WRITTEN EXERCISE:
Reproduce the data from the line containing "Place one point on every instance of the low" through the end of the data, both ends included, and give only those lines, requests and all. Multiply every point coordinate in the answers by 0.6 and round to whole numbers, with halves rounding up, but leave the numbers in the requests and their format samples unchanged.

INPUT DATA:
"""

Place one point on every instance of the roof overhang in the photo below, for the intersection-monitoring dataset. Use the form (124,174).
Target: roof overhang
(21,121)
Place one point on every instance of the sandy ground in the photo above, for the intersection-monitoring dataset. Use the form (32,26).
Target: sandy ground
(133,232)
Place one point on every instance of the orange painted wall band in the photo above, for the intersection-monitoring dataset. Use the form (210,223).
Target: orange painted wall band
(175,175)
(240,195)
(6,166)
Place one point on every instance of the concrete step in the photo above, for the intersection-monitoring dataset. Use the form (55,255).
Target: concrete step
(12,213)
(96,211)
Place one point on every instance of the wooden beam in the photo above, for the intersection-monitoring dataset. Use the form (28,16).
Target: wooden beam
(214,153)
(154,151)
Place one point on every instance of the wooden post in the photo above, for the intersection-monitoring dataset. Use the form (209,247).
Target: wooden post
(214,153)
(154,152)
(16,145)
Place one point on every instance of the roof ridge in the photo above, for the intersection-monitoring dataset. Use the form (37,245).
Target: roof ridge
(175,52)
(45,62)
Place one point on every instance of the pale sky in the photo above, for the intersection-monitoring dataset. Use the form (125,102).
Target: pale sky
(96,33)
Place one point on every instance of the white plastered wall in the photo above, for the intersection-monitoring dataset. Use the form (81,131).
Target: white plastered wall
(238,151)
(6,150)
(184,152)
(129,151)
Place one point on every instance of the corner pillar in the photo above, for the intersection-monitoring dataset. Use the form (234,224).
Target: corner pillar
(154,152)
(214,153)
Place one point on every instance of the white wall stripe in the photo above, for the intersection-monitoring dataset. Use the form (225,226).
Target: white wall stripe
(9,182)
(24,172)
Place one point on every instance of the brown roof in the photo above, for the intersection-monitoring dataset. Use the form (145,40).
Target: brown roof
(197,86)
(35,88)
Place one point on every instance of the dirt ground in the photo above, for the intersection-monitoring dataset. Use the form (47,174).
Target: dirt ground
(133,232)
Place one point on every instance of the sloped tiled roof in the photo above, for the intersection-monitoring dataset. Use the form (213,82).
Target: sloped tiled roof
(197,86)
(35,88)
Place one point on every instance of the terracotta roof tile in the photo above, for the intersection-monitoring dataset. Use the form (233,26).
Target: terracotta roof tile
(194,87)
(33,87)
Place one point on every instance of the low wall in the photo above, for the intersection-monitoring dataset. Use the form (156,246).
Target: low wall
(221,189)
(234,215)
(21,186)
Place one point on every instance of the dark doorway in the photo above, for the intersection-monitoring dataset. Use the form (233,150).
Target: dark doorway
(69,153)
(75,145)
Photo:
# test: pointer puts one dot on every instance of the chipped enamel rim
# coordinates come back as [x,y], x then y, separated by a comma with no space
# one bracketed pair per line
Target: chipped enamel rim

"""

ANSWER TO THE EXERCISE:
Place one point on every instance of the low wall in the photo above, for the intersection-monitoring dataset. Use the form (156,246).
Target: low wall
(133,113)
(140,129)
(13,112)
Place one point on every instance of the dark doorway in the photo above, for the intersection-monitoring dataset. Use the form (233,150).
Target: dark doorway
(41,92)
(45,87)
Photo:
# test: pointer puts one dot on every instance of the chipped enamel rim
# coordinates come back as [x,y], x then y, separated by a comma with no space
# one bracketed pair per line
Target: chipped enamel rim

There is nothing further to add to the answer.